• _Entries supplied_:

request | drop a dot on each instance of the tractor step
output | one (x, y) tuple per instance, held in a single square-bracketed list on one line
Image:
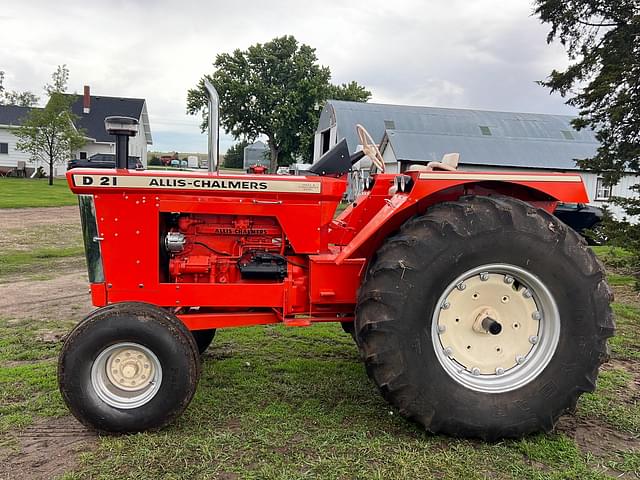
[(297, 322)]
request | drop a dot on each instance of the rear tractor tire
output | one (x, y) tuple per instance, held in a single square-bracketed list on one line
[(485, 317), (128, 367)]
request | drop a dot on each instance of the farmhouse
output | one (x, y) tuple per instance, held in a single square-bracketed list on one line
[(485, 140), (90, 112), (11, 116)]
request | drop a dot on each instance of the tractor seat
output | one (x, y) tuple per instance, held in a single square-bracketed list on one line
[(449, 163)]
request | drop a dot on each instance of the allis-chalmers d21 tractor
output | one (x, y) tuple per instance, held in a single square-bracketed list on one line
[(476, 311)]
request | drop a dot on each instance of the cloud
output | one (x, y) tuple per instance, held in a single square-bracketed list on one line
[(451, 53)]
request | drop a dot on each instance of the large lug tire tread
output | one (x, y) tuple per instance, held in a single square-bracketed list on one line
[(157, 329), (408, 274)]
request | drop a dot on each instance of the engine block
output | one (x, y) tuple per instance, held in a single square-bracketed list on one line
[(224, 249)]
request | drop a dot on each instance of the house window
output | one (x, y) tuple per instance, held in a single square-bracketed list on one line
[(603, 192), (325, 137)]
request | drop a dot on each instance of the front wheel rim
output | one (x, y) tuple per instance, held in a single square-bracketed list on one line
[(126, 375), (495, 328)]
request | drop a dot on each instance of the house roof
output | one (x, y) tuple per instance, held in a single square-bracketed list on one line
[(543, 153), (257, 145), (93, 122), (481, 137), (12, 114)]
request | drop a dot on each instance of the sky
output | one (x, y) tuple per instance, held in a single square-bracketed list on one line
[(482, 54)]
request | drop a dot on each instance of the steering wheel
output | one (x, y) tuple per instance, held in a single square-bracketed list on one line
[(369, 148)]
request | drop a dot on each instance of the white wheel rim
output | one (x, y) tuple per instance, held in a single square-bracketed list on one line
[(126, 375), (495, 328)]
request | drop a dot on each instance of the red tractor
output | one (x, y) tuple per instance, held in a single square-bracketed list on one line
[(476, 311)]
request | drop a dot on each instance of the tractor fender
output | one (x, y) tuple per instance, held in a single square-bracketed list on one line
[(429, 188)]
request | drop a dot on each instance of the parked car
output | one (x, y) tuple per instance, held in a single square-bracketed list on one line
[(103, 160), (582, 218)]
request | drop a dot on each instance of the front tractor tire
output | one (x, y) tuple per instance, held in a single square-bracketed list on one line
[(484, 317), (128, 367)]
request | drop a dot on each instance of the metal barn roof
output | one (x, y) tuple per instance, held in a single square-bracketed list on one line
[(541, 153), (481, 137)]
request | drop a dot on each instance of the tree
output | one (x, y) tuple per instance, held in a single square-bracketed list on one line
[(272, 89), (234, 158), (48, 133), (13, 97), (602, 38)]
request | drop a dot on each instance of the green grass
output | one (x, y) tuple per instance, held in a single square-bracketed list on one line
[(38, 259), (21, 193), (284, 403), (287, 403)]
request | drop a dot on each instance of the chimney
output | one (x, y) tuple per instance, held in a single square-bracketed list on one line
[(86, 101)]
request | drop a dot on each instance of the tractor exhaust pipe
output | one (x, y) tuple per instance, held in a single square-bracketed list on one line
[(122, 128), (214, 125)]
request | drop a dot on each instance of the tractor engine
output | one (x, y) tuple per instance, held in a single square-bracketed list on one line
[(223, 249)]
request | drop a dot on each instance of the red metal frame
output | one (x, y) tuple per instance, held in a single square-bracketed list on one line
[(328, 256)]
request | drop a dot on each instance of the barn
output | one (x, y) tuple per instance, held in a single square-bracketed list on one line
[(485, 140)]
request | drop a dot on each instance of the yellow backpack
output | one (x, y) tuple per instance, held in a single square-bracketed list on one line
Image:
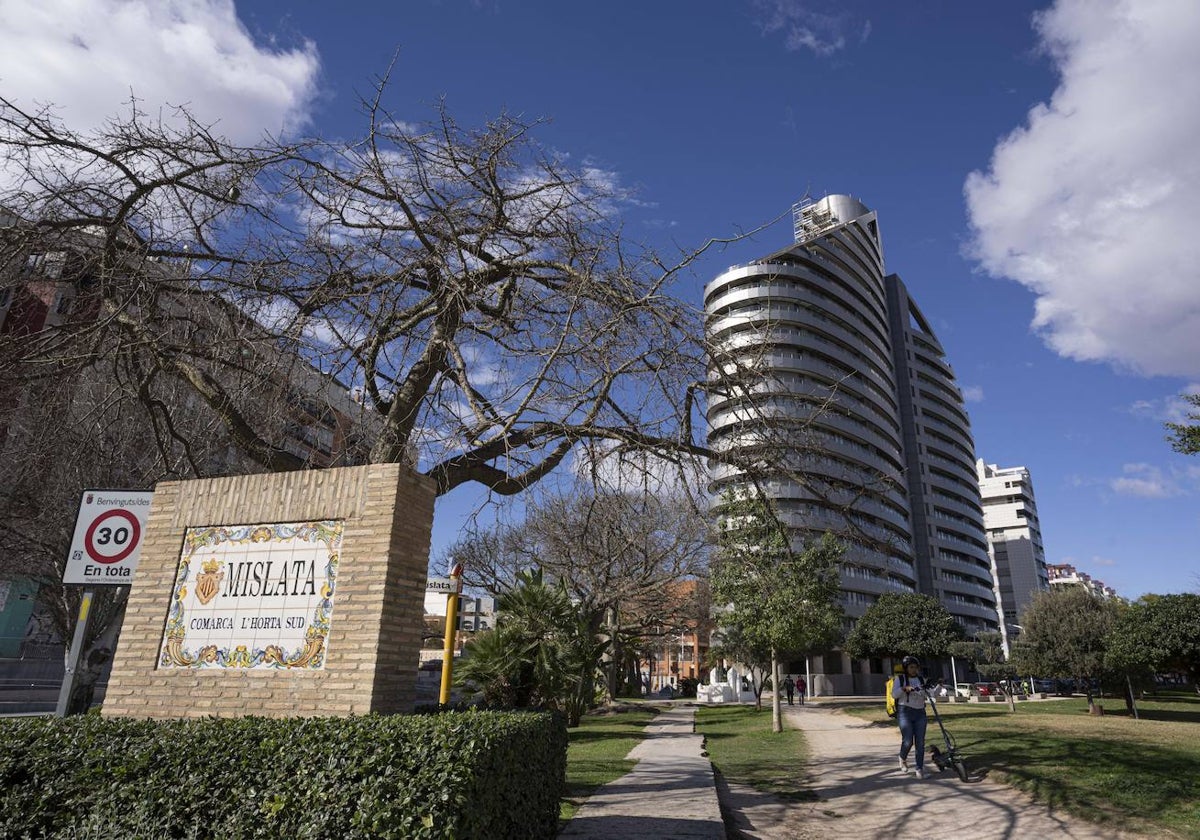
[(888, 699)]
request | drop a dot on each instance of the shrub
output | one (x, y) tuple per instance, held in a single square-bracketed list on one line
[(451, 775)]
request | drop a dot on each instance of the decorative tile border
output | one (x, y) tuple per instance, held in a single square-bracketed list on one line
[(253, 597)]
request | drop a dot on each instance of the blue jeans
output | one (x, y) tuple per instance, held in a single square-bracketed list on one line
[(912, 732)]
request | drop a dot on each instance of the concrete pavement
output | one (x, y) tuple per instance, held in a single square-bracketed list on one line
[(670, 793), (861, 793)]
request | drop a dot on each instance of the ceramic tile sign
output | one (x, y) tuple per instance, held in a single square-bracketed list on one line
[(253, 597)]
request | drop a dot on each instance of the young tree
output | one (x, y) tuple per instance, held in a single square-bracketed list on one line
[(904, 623), (1065, 635), (630, 563), (540, 654), (1186, 437), (779, 598), (1158, 633)]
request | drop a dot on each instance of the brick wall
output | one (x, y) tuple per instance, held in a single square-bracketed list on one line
[(376, 629)]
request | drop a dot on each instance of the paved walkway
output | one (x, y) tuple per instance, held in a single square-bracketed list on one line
[(863, 795), (670, 793)]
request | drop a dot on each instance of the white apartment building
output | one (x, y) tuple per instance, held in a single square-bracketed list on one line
[(1066, 575), (1014, 540)]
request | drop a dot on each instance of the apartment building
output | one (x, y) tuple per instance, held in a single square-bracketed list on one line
[(861, 396)]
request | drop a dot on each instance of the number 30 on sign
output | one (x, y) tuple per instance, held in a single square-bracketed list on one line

• _What you will do_: Copy out word for word the lines of the records from the line with "request | drop a dot on each instance of the number" up to and including the last line of the records.

• _Final result_:
request | drop a dot on each instance of the number 30 on sign
output | one (x, y) tuple per instance, held in a single square-bracketed list on one line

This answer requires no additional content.